Data items:

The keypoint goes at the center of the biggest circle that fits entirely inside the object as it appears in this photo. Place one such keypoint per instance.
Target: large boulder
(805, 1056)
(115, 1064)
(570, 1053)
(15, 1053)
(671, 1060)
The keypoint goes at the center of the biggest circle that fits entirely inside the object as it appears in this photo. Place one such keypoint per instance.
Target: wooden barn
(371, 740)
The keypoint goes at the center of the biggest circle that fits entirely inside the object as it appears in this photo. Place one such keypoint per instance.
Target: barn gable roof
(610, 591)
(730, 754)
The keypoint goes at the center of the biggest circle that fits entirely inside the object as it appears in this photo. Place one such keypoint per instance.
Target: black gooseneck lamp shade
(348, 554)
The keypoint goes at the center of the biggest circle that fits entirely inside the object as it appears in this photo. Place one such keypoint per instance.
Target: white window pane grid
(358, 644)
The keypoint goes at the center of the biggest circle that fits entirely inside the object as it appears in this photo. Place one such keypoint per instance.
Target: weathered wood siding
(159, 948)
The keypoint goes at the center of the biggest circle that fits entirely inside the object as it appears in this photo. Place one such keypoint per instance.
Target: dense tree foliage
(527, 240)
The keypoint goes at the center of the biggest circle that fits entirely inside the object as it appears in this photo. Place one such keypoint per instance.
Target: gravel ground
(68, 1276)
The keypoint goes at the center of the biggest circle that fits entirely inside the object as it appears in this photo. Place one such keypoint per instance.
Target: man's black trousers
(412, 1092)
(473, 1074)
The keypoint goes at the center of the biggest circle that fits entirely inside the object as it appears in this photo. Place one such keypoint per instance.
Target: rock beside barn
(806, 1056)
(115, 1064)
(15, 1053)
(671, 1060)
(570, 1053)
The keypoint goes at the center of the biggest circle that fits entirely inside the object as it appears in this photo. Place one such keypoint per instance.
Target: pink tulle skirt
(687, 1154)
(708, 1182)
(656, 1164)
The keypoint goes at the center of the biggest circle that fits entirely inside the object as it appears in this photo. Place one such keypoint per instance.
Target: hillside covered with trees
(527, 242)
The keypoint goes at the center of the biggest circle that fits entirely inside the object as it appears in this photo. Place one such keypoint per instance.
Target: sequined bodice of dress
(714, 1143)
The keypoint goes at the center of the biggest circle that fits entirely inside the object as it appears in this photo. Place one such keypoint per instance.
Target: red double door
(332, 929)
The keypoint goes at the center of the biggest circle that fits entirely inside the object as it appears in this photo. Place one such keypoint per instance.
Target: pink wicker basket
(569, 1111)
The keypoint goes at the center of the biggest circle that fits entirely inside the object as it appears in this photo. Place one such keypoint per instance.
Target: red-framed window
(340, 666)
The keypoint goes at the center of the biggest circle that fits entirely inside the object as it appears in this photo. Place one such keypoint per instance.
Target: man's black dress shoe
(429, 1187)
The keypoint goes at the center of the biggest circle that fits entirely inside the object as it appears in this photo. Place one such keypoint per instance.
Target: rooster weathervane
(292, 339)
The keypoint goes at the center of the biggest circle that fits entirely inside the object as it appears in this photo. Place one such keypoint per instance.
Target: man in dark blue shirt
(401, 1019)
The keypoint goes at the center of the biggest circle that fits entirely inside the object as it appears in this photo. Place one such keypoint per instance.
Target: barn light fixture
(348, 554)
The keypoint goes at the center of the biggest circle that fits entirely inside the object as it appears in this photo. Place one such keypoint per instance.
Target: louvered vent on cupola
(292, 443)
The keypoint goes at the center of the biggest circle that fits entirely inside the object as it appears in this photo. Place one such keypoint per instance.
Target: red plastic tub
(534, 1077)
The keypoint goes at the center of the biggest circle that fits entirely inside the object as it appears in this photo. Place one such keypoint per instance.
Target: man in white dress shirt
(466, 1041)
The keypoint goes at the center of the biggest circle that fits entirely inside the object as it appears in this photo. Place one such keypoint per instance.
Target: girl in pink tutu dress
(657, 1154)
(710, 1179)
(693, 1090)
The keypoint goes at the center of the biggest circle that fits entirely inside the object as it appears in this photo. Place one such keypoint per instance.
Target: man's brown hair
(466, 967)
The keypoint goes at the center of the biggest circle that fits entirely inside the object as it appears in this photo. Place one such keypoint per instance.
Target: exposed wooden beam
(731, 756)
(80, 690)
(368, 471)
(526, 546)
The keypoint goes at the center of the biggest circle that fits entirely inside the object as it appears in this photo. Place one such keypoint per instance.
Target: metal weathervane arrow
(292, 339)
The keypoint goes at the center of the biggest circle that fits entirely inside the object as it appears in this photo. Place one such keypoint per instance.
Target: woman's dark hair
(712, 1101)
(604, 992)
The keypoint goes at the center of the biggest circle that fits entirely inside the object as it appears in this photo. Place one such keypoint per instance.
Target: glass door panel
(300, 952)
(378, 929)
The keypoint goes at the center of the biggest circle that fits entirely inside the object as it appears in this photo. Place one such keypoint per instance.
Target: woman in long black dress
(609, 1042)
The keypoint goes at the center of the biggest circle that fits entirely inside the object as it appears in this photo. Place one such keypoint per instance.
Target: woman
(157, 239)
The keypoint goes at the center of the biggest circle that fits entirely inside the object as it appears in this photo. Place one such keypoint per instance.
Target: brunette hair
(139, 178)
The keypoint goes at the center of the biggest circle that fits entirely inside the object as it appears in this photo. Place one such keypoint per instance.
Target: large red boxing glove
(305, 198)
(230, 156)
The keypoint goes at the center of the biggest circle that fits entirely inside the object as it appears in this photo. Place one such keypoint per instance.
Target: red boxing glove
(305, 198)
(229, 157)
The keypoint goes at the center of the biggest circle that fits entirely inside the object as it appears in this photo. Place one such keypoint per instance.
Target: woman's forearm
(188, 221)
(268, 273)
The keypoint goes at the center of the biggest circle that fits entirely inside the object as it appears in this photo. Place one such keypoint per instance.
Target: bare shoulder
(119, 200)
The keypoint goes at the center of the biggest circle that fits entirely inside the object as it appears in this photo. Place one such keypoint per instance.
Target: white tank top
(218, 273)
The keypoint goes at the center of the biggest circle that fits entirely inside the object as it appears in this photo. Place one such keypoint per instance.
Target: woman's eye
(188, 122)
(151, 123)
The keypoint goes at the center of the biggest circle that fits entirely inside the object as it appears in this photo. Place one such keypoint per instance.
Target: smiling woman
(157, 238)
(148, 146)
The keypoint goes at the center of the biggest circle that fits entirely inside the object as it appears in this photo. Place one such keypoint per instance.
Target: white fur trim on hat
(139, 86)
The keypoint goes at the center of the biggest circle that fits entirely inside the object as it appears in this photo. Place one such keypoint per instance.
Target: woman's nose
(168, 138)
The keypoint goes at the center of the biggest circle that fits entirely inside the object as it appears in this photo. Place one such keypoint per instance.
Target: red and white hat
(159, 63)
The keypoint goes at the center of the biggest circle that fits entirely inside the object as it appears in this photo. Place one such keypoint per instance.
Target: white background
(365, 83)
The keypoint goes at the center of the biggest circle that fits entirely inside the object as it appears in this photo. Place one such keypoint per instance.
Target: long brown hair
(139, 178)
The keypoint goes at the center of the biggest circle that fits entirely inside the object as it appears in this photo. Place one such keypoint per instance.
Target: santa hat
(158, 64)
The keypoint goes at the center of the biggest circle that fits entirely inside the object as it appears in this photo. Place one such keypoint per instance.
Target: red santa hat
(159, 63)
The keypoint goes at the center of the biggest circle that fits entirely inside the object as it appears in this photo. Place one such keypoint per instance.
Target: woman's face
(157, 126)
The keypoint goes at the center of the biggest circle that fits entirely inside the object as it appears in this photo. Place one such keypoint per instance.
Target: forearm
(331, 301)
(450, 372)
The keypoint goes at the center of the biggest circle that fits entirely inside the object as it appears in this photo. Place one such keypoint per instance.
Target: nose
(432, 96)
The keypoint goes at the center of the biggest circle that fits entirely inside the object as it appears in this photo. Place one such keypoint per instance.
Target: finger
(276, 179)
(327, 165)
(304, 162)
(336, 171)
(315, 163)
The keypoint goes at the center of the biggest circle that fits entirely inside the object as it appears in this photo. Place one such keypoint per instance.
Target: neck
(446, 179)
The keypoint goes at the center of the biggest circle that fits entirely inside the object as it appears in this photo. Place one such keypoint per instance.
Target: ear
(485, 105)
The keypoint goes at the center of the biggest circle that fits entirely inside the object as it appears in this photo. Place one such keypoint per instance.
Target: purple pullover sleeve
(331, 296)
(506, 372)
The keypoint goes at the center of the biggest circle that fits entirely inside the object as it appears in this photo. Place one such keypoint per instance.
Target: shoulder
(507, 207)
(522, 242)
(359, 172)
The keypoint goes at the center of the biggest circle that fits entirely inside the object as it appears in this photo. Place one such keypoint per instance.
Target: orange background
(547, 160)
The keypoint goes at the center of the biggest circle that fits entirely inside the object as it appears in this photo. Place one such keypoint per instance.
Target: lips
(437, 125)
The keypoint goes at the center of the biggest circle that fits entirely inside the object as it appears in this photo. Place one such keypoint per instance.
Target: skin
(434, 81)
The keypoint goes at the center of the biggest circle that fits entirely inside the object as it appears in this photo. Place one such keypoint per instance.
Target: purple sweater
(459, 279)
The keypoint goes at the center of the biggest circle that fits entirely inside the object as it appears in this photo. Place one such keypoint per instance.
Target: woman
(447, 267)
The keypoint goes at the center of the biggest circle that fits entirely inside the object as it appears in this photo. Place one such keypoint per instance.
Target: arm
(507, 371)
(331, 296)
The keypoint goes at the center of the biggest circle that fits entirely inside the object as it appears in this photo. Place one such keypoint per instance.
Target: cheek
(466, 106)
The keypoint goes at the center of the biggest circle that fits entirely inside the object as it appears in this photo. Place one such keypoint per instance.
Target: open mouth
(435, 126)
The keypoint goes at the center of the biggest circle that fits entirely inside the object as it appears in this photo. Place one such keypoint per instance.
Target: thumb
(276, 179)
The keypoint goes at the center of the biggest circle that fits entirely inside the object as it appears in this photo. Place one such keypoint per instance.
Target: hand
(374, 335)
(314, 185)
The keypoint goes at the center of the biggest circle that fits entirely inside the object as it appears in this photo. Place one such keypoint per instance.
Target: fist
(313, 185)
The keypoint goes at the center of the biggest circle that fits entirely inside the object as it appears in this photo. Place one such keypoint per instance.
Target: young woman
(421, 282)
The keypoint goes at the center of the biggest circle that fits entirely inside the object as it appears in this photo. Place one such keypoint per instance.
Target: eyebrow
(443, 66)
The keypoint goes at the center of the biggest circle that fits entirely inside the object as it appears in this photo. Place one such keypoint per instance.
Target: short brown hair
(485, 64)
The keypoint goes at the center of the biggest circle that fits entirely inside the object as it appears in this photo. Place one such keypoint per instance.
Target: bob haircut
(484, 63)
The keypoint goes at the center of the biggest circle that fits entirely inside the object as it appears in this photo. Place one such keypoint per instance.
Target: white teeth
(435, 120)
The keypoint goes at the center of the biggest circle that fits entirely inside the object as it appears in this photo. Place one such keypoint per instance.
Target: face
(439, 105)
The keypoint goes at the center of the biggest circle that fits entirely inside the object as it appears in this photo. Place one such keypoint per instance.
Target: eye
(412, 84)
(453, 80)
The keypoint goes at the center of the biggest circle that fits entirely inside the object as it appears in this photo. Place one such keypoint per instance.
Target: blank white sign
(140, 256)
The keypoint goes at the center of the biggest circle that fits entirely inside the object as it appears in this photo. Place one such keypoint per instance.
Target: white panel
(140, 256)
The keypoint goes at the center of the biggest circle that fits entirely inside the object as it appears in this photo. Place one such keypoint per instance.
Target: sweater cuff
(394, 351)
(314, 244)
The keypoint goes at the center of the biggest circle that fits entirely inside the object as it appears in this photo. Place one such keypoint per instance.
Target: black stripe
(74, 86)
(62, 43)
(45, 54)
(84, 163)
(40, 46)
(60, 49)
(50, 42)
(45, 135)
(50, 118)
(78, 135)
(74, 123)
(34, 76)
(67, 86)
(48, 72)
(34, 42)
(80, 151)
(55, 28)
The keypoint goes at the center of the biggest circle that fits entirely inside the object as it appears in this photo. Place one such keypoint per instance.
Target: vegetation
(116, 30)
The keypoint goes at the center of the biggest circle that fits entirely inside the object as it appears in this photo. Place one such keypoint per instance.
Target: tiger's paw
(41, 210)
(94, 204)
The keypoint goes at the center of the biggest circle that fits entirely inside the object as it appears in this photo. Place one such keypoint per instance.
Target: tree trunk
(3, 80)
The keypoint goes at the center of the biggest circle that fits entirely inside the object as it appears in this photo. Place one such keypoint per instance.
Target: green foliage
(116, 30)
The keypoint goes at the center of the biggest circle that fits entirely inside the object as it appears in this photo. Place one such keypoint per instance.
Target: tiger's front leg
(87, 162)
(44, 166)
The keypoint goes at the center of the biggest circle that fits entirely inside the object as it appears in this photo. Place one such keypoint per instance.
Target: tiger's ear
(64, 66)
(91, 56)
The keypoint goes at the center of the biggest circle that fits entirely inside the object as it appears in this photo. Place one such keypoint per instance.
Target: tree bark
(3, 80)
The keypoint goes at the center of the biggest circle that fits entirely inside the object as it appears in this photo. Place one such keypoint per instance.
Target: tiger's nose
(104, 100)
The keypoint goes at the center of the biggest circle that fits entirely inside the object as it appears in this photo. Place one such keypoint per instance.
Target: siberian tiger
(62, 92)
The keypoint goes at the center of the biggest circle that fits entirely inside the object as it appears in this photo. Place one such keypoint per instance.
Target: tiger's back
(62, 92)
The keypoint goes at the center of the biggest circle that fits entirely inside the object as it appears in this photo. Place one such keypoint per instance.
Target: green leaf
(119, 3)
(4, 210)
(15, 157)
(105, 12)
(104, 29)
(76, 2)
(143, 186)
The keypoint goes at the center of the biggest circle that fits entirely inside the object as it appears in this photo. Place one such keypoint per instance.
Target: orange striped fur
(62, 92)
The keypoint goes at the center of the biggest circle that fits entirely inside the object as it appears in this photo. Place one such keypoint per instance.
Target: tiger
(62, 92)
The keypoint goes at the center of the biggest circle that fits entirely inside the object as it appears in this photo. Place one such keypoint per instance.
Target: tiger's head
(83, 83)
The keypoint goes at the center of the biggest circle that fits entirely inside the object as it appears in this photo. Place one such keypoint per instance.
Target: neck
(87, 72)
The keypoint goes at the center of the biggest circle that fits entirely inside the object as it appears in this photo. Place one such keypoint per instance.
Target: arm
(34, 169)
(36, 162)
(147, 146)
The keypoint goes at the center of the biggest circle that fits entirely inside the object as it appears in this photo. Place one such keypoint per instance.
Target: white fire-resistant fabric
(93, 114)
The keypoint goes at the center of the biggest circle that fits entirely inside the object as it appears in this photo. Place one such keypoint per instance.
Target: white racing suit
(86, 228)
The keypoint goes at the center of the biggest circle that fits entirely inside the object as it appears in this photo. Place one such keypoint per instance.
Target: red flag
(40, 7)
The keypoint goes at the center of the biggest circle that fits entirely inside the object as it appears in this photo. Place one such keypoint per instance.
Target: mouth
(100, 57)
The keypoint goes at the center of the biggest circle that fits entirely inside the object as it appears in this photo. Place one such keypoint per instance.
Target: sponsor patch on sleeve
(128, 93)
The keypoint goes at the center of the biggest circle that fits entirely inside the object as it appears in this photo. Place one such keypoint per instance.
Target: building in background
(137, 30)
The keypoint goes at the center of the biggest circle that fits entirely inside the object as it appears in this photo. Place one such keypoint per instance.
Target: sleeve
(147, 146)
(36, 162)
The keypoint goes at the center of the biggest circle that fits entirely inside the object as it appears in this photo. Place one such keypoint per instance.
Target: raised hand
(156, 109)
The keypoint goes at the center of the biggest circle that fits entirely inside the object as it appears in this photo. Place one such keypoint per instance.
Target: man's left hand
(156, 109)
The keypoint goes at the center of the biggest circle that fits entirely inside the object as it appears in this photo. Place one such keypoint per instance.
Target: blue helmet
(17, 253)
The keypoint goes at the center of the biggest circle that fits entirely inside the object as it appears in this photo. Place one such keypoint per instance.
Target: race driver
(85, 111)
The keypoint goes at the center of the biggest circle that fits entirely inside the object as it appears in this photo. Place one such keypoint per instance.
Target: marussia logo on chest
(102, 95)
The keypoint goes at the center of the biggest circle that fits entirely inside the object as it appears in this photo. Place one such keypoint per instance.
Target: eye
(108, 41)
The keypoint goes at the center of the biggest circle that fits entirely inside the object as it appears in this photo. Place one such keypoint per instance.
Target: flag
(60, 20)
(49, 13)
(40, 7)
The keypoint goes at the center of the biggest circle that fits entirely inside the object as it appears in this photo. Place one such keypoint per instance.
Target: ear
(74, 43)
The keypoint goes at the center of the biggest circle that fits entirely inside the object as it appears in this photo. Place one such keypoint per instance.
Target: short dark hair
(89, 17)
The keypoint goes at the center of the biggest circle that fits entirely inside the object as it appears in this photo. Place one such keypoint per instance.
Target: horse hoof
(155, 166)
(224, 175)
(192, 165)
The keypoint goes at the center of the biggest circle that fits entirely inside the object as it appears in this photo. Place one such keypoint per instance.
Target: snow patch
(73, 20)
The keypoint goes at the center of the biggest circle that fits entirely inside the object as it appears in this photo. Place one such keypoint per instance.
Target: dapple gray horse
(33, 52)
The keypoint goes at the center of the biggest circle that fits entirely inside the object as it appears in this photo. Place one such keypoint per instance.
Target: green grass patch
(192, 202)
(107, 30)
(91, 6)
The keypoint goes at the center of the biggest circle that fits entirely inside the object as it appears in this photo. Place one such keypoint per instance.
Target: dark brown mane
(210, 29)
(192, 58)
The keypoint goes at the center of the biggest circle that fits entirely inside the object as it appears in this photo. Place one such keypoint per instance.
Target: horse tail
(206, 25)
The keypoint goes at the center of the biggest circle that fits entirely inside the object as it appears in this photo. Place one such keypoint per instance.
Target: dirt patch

• [What this task involves]:
List each of the rows above that contains the word "boxing".

• [Reply to the task]:
Target: large red boxing glove
Target: red boxing glove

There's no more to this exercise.